Description of the task =
Reproduce, with no edits, the line that contains "For every instance of the sandy" and all the lines that follow it, ending with the last line of the records.

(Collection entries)
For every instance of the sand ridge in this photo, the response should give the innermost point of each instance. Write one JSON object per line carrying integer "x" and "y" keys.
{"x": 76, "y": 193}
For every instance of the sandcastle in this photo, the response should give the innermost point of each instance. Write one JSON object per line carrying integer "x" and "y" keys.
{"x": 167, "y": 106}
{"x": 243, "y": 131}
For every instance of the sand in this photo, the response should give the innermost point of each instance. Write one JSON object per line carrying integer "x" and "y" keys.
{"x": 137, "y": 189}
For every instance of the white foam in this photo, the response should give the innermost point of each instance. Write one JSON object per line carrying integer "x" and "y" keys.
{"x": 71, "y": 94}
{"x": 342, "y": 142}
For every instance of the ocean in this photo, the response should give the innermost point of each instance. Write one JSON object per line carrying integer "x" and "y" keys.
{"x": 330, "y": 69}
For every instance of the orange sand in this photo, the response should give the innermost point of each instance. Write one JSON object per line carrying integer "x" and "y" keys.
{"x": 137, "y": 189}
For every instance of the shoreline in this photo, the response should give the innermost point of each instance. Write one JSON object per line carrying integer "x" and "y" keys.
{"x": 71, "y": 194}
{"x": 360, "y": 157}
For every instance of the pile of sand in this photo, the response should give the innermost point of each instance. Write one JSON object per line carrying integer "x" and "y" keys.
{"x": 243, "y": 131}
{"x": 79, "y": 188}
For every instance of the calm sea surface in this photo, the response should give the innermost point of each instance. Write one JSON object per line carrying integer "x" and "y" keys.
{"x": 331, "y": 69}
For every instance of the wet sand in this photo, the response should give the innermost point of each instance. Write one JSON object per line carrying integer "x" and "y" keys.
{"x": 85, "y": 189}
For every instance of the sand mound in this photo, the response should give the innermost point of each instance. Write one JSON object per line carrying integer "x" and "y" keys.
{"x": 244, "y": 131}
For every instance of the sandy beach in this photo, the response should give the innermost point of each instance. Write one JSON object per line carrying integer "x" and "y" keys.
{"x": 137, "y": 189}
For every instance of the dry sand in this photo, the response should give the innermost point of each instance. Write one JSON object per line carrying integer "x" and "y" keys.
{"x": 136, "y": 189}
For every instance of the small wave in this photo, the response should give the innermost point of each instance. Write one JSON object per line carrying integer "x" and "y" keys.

Result below =
For every instance of the sandy beach in this photo, the response should give the innermost point of each instance. Write one JSON object per line carrying integer "x" and "y" keys.
{"x": 137, "y": 189}
For every instance of the dry sand in this photo, the response should give the innermost point of each instance. Write one JSON object per line carrying integer "x" and "y" keys.
{"x": 136, "y": 189}
For every instance of the small wave in this photo, the response should give the innermost point of each instance. Write one JSON object per line carrying integer "x" and "y" keys.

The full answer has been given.